___ Given text ___
Now, this is funny, because my son
François seems to be quite the opposite. He has recuperated genes that make him a skilled competitor in quite a few domains, including billiards. I don't know where he obtained these genes, but it's surely through his mother, whose family background includes at least a couple of solid known cases of entrepreneurial success… which are lacking in my family environment (with the possible exception of my paternal grandfather's small automobile business). There are no outstanding merchants among my recent ancestors. Meanwhile, the only successful sportsman—my uncle
John Walker, the track cyclist—had so little will to win that a Grafton journalist once said that he had to be "psyched up" (by encouragement from his brothers) to have any chance of winning… and I knew my late uncle well enough to understand that this was surely the case.
Now, why am I painting this utterly dismal image of myself in the games arena? Well, there's method in my madness, which I shall now attempt to explain. In a nutshell, it's a matter of a fortuitous encounter with a fundamental element of scientific culture, when I was a young man working with IBM in Sydney.
I've already evoked
John von Neumann in my blog article of Christmas Day 2006 entitled
The meaning of life [display]. He's the fellow who invented the idea of programs stored in the memory of a computer. He also put forward a theory of replicators (which he referred to as self-reproducing automata), and we now know that the spiral helix mechanism of the DNA molecule is indeed such a replicator, at the origin of all life on the planet Earth.
___ Excerpted data ___
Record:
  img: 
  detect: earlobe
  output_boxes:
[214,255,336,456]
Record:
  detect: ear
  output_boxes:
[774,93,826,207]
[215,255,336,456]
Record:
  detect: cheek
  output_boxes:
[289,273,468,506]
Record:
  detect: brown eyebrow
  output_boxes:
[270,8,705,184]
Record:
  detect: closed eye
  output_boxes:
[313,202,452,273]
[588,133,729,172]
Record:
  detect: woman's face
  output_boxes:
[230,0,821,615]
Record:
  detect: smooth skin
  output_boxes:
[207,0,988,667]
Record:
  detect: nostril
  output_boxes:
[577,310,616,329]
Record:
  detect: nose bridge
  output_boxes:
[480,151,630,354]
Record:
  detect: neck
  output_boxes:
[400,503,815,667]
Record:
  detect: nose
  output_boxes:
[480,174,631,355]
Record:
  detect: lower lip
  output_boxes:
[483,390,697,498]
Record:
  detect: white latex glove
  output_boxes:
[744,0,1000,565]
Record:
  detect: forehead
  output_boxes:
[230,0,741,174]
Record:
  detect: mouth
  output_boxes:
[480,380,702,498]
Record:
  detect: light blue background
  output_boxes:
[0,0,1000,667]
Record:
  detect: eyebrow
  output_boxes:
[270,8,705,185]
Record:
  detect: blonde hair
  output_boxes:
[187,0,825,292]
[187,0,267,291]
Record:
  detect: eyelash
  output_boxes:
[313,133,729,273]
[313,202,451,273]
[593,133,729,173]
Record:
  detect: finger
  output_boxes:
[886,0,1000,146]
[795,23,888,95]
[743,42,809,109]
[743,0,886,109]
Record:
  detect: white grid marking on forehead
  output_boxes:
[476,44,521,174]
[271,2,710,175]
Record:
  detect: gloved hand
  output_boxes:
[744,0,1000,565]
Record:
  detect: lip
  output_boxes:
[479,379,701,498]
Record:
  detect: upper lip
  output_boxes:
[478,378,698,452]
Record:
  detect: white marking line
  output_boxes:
___
# Using the information
A) From the passage on the writer's family and games, list every person mentioned by name.
B) Please extend the passage on the writer's family and games, picking up after its final sentence.

# Results of the exercise
A)
François
John Walker
John von Neumann

B)
Well, von Neumann had yet another claim to fame. With
Oskar Morgenstern [1902-1977], he was the coauthor of a pioneering book,
Theory of Games and Economic Behavior… a copy of which happened to be hanging around in the offices of IBM Australia, in North Sydney, when the company hired me as a computer programmer in 1957. At the time, I was amazed to learn that what I looked upon as a relatively superficial activity, playing games, could become the object of mathematical theories. In any case, while I continued to have little enthusiasm for games themselves, I was enthralled by the theories that had been invented to explain them.
Now, things might have stayed like that for me, permanently, were it not for the ingenious insights of an English evolutionary biologist and geneticist,
John Mayard Smith, who decided to apply games theory to the biggest game of all—the greatest show on earth, as
Richard Dawkins put it—namely,
evolution. Unfortunately, it would be beyond the possibilities of my blog to tackle the precise ways in which, say, a college student on a date might be exploiting a strategy (unconsciously, in most cases) akin to a poker player. Dawkins introduces this gigantic theme, in a typically brilliant fashion, near the beginning of
The Selfish Gene.
To be quite honest, I must point out that it can become mentally tiresome to follow the mathematical mechanisms of a games-theory interpretation of activities in the domains of courting, love and marriage, and rearing children. As I said at the beginning, it helps a lot if you happen to possess a minimum of background culture in the theory of games.